* _GIVEN PROBLEM_: Identify and copy each line of the listing below that contains the string "sign". Match case exactly, so uppercase and lowercase letters count as different.

* _EXERCISE INPUTS_:
#####

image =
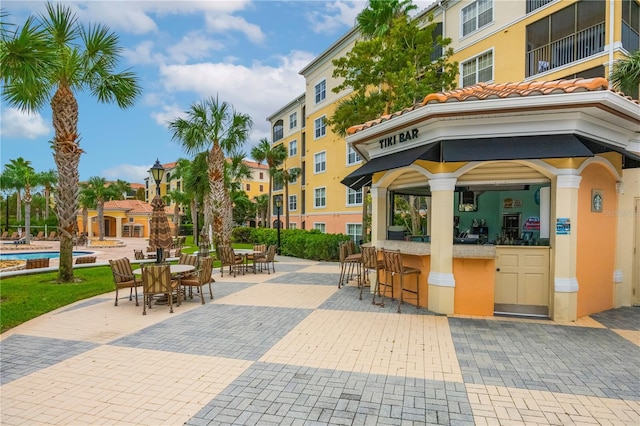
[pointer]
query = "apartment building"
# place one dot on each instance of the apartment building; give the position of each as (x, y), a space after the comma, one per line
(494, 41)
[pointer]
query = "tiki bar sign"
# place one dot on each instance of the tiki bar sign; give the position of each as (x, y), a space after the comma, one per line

#####

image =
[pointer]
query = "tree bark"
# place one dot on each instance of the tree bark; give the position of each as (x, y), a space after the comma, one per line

#####

* _TASK SOLUTION_:
query = "tiki bar sign"
# place one dot on each instance of the tiki bar sign; give the position of each as (x, y), a space after the comma, one per line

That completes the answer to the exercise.